What you are asked to do: Every record that follows must be duplicated exactly, with images left out.
• • • •
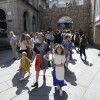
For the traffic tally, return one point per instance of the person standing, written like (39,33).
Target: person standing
(83,43)
(68,49)
(40,49)
(13,43)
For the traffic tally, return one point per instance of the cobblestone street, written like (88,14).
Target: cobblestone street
(83,79)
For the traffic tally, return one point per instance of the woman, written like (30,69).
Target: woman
(41,49)
(83,43)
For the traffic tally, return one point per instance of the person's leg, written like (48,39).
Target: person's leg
(37,75)
(23,73)
(14,49)
(84,52)
(44,72)
(60,91)
(80,50)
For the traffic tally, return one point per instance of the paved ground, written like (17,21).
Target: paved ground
(83,80)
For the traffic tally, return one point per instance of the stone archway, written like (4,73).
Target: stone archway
(64,22)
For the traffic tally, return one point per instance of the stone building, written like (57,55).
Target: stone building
(78,14)
(19,16)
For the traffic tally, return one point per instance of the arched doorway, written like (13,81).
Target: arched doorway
(3,24)
(26,22)
(34,24)
(64,22)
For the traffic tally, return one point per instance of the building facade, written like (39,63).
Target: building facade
(78,17)
(96,35)
(19,16)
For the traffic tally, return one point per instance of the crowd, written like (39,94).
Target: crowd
(39,46)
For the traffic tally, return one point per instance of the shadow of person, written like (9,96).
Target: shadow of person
(21,85)
(73,61)
(86,62)
(58,97)
(70,77)
(7,63)
(41,93)
(78,51)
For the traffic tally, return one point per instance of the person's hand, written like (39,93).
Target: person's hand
(45,57)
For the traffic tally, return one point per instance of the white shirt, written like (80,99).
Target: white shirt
(59,71)
(12,39)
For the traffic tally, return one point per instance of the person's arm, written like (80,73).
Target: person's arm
(26,43)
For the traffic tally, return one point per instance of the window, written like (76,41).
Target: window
(26,25)
(98,10)
(3,24)
(34,24)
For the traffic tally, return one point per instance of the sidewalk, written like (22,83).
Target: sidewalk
(83,79)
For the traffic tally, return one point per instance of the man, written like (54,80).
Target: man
(13,43)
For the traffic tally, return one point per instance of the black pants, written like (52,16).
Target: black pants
(82,50)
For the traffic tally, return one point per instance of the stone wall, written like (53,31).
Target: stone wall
(79,14)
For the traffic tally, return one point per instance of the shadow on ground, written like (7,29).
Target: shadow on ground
(86,62)
(70,77)
(58,97)
(21,85)
(41,93)
(7,63)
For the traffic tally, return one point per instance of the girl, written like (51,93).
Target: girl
(68,49)
(40,48)
(83,42)
(58,73)
(25,64)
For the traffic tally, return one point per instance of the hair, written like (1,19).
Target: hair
(24,53)
(59,46)
(23,38)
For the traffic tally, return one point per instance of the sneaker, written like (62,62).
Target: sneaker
(35,85)
(60,92)
(57,88)
(29,74)
(44,78)
(85,57)
(21,79)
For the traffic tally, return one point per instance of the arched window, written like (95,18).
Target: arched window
(34,24)
(3,24)
(26,22)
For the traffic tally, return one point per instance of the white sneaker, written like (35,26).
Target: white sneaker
(21,79)
(60,92)
(57,88)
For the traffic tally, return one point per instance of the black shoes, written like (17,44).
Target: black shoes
(35,85)
(44,78)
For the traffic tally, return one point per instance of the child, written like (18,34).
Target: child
(58,73)
(68,49)
(25,64)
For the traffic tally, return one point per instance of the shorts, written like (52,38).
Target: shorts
(37,63)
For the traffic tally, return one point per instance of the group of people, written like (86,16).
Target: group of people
(38,46)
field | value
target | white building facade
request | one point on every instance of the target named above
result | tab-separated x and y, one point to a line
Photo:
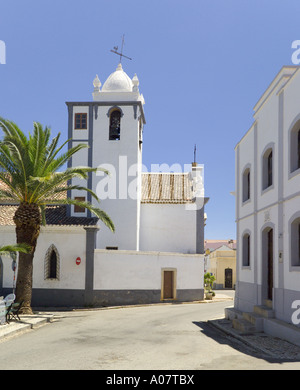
268	202
157	250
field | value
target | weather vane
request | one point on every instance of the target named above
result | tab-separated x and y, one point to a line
120	54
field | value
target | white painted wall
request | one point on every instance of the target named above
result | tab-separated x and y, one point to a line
264	206
70	243
167	228
122	270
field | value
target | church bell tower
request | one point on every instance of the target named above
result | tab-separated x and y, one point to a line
112	125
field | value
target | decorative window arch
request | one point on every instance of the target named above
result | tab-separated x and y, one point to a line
115	114
246	184
267	168
246	249
52	263
295	147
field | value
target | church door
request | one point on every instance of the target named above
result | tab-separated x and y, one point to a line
228	278
168	292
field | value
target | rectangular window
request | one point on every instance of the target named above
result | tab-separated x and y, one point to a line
246	185
78	209
80	121
270	169
246	250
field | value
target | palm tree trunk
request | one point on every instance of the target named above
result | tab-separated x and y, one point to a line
28	221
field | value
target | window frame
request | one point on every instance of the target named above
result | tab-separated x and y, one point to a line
267	168
294	226
47	264
80	115
246	249
246	184
78	209
294	148
111	136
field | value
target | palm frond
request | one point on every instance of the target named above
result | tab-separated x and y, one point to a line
8	249
102	215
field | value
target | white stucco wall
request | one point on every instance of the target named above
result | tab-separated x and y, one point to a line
143	270
70	243
167	228
275	114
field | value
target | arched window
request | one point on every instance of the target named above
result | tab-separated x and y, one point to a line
115	125
52	263
295	148
246	250
246	184
267	169
295	242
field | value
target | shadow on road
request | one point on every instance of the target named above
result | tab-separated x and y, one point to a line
223	338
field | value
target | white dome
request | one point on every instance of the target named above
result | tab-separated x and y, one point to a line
118	81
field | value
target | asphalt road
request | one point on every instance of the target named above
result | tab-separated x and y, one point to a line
156	337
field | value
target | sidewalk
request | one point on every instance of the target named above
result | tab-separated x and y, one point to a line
27	323
267	345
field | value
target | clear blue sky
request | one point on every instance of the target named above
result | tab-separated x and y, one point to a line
202	66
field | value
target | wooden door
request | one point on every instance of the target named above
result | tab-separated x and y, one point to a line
270	264
168	285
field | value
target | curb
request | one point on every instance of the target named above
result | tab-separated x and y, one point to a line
27	323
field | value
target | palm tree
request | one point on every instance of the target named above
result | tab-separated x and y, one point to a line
6	250
30	172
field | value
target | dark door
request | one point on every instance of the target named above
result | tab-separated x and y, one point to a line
228	278
270	264
168	284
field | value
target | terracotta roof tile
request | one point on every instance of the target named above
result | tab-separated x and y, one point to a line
166	188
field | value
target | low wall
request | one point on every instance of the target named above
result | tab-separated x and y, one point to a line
132	277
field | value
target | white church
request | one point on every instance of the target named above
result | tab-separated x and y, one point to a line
157	250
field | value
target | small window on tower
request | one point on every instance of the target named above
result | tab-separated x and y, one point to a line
80	121
115	125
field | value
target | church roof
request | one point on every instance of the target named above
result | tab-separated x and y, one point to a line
157	188
167	188
118	81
• • • •
Reply:
For the traffic tally, return one point per instance of the person standing, written like (39,33).
Target: person standing
(83,43)
(68,49)
(40,49)
(13,43)
For the traffic tally, return one point per instance of the cobblestone street, written like (88,14).
Target: cobblestone street
(83,79)
For the traffic tally, return one point per instance of the woman, written like (30,69).
Target: woman
(41,49)
(83,43)
For the traffic tally, return one point per instance of the person's leg, written like (48,39).
Target: person's leg
(37,75)
(23,73)
(14,49)
(84,52)
(44,72)
(60,91)
(80,50)
For the traffic tally, return one point per instance of the paved ground, written like (17,21).
Target: paved ground
(83,80)
For the traffic tally, return one point per instance of the stone archway, written like (4,73).
Target: stone archway
(64,22)
For the traffic tally, return one point per instance of the stone building, written like (57,55).
Target: stone building
(78,14)
(19,16)
For the traffic tally, return one point per instance of the arched doorway, written like (13,81).
Target: arched doorway
(3,24)
(26,22)
(34,24)
(64,22)
For the traffic tally, return one point per instance of the building facade, written like (39,63).
Target: building facade
(78,17)
(96,35)
(19,16)
For the traffic tally, return one point per instance of the crowd, written like (39,94).
Target: crowd
(39,46)
For the traffic tally, return one point per instance of the shadow of person, written like (9,96).
Target: shadow of person
(21,85)
(73,61)
(86,62)
(58,97)
(70,77)
(7,63)
(41,93)
(78,51)
For the traffic tally, return one point per instance of the person's hand, written like (39,93).
Target: person's hand
(45,57)
For the traffic tally, return one point per instance of the white shirt, written like (80,99).
Target: white shirt
(59,71)
(12,39)
For the traffic tally, return one point per instance of the person's arm, written like (80,73).
Target: person's arm
(26,43)
For the traffic tally, return one point per instance of the window, written like (76,41).
Target: window
(26,25)
(98,10)
(3,24)
(34,24)
For the traffic tally, return one point per instance of the sidewalk, written like (22,83).
Target: sidewalk
(83,79)
For the traffic tally, return one point per instance of the man, written like (54,80).
Target: man
(13,43)
For the traffic tally, return one point per instance of the black pants, written like (52,16).
Target: black pants
(82,50)
For the traffic tally, return one point per instance of the stone wall, written like (53,31).
Target: stone wall
(79,14)
For the traffic tally, return one point per instance of the shadow on ground, written like (7,29).
Target: shadow on ground
(86,62)
(70,77)
(58,97)
(21,85)
(41,93)
(7,63)
For the traffic tally, return one point per instance of the girl, written like (51,93).
Target: girl
(68,49)
(40,48)
(83,42)
(58,73)
(25,64)
For the traffic tally, return one point per instance of the hair, written like (1,19).
Target: hair
(24,53)
(59,46)
(23,38)
For the traffic tally, return one point per instance of the sneaker, written like (62,62).
Target: sneaker
(35,85)
(60,92)
(57,88)
(29,74)
(44,78)
(85,57)
(21,79)
For the traffic tally, return one point per instance of the arched window, written like (95,18).
Target: arched window
(34,24)
(3,24)
(26,22)
For the traffic tally, return one point per instance of the white sneaker, written like (35,26).
Target: white sneaker
(21,79)
(60,92)
(57,88)
For the traffic tally, return one point per instance of the black shoes, written like (17,44).
Target: black shoes
(35,85)
(44,78)
For the traffic tally, return one point per instance of the child, written like (18,34).
Target: child
(58,73)
(68,49)
(25,64)
For the traffic tally, return one point per instance of the shorts, written like (52,38).
Target: shorts
(37,63)
For the traffic tally, return one point per instance of the group of people, written like (86,16).
Target: group of people
(38,46)
field | value
target | white building facade
request | one point on every instance of the target named above
result | tab-separated x and y, one point to a line
Photo:
268	202
157	250
field | value
target | weather vane
request | one point on every instance of the target named above
result | tab-separated x and y, one point to a line
120	54
field | value
target | white painted wall
request | one point on every instance of the target named above
result | tab-separated x and y, one point to a line
264	206
70	243
167	228
122	270
field | value
target | church bell tower
request | one point on every instance of the target named above
result | tab-separated x and y, one point to a line
112	125
field | value
target | decorative window arch
request | one point on every instance of the target named above
result | tab-separated x and y, one point to a line
115	114
246	184
267	168
246	249
52	263
295	147
field | value
target | church door
request | one point on every instance of the target named above
result | tab-separated x and y, one point to a line
228	278
168	292
field | value
target | rectangular window
request | one point on every instance of the target named above
result | tab-separated x and y, one point to a line
246	185
78	209
80	121
270	169
246	250
field | value
target | palm tree trunk
request | one point on every instance of the target named above
result | tab-separated x and y, one point to a line
28	221
field | value
target | window frame
request | one point on every instance of the target named above
result | tab-separated x and y, one point to a line
267	168
294	226
47	264
80	115
246	249
246	184
78	209
294	148
111	136
field | value
target | palm frond
request | one point on every instance of the target named above
result | tab-separated x and y, one point to a line
8	249
102	215
field | value
target | white stucco wall
request | one point on every instance of the target named above
result | tab-separated x and y, one point to a line
143	270
70	243
167	228
275	114
field | value
target | arched window
request | one point on every instance of the target named above
result | tab-separated x and y, one point to a line
115	125
52	263
295	148
246	250
246	184
267	169
295	242
field | value
target | shadow on road
request | one point on every instance of the target named above
result | tab-separated x and y, one point to a line
223	338
field | value
target | white dome
request | one point on every instance of the target named above
result | tab-separated x and y, one point to a line
118	81
field | value
target | asphalt road
request | one point on every instance of the target named above
result | tab-separated x and y, one point to a line
156	337
field | value
target | sidewalk
request | one point on every instance of the target named above
result | tab-separated x and y, one point to a line
27	323
267	345
field | value
target | clear blue sky
request | one point on every instance of the target named above
result | tab-separated x and y, one point to a line
202	66
field | value
target | wooden door
request | one point on every instance of the target named above
result | tab-separated x and y, one point to a line
270	264
168	285
field | value
target | curb
request | one point on every instance of the target named above
result | tab-separated x and y, one point to a line
27	323
field | value
target | palm tree
request | one point on every instance of the target named above
result | tab-separated x and y, one point to a line
6	250
30	172
field | value
target | dark door
request | one point on every instance of the target named above
result | tab-separated x and y, one point to a line
228	278
270	264
168	284
field | value
target | terracotta roof tile
request | one point on every instance of the target named above
result | tab-separated x and y, one point to a line
166	188
field | value
target | low wall
request | one point on every instance of the target named above
result | tab-separated x and y, one point to a line
132	277
field | value
target | white church
request | one point on every instance of the target named above
result | tab-separated x and y, one point to a line
157	250
field | value
target | small window on tower
request | one point on every instance of the target named above
result | tab-separated x and y, one point to a line
80	121
115	125
field | value
target | church roof
request | one point on every instance of the target named above
result | tab-separated x and y, one point to a line
157	188
167	188
118	81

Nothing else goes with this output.